:: Activity ::
Your task is to restate the data word for word.

:: Supplied information ::
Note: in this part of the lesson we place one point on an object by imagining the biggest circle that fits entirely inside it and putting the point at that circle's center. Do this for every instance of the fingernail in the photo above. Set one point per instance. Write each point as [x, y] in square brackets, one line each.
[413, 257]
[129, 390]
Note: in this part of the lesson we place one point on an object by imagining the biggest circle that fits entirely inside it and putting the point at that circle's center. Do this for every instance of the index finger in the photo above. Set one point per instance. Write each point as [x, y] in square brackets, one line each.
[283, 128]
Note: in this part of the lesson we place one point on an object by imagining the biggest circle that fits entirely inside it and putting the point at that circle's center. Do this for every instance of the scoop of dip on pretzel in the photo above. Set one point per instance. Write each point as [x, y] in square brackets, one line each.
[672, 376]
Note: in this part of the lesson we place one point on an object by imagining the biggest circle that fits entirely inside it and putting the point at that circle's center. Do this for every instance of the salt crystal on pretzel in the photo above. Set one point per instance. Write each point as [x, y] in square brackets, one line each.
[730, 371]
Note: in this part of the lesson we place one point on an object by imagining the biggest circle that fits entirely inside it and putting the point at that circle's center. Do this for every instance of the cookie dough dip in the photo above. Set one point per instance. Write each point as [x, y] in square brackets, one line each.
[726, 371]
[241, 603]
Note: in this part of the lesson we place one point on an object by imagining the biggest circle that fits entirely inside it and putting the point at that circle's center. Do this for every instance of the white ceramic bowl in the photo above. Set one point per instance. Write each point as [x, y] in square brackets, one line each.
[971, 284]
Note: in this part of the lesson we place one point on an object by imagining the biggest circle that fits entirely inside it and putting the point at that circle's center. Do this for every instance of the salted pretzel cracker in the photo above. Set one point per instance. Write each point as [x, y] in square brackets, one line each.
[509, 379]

:: Result for this task ::
Note: in this part of the lesson we place one point on an object by imagining the biggest circle that fits entirely inside it and putting the point at that circle's center. Do this for every instance of the fingernail in the photo above. Set one point per instance. Write each point as [x, y] in square brackets, one line each.
[413, 257]
[129, 390]
Note: in this part of the lesson we place one point on an object by imagining the biggest circle that fits entirely inside it and putting the point at that circle's center. Do this for every instance of the index finger in the photo above. Set one point per instance. Write each point as [x, y] in square brackets, one line each.
[283, 128]
Note: in this part of the lesson we place one point on an object by imagining the biggest circle that fits entirely inside it and putting the point at that circle's center. Do this for every instance of the scoop of dip on pretzel in the photo above. Set one point per instance. Write each point as [x, y] in square brackets, one line each.
[672, 376]
Note: in this part of the lesson we place one point on an object by imagining the biggest circle that fits entirely inside it and putting the point at that circle's center. Do this for every instance of the salt crystal on pretzel in the photo above. Set one point per instance. Write each point as [x, y] in square brackets, one line each.
[730, 371]
Note: in this part of the lesson we place one point on an object by imagining the biggest circle that fits entirely inside it and putting the point at that circle's center. Do this for every instance of the cookie dough dip in the photo above. Set one point per instance. Write each point as [x, y] in square brackets, one line each.
[726, 371]
[241, 603]
Note: in this part of the lesson we place one point on an object by imagining the biggest circle that fits entirely inside it and putting the point at that circle's center. Do this for every instance of the white ceramic bowl in the photo above. Set one point per instance. Write each point as [x, y] in square brackets, one line each.
[971, 284]
Note: in this part of the lesson we place one point on an object by imagining the biggest circle that fits entirely inside it and putting the point at that circle's center. Do this for every instance of the salted pretzel cracker in the photo above. Set one point per instance. Write each point as [x, y] in square brackets, one line each.
[509, 379]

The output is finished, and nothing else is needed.